>>

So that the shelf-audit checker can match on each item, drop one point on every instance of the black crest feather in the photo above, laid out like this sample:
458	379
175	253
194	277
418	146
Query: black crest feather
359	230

<<

Print all the lines exactly as they occur in the listing.

*EXERCISE SOLUTION*.
So that the shelf-audit checker can match on each item, drop one point on every instance of the black crest feather in the photo above, laid out like this sample:
458	379
175	253
194	277
418	146
Query: black crest feather
359	230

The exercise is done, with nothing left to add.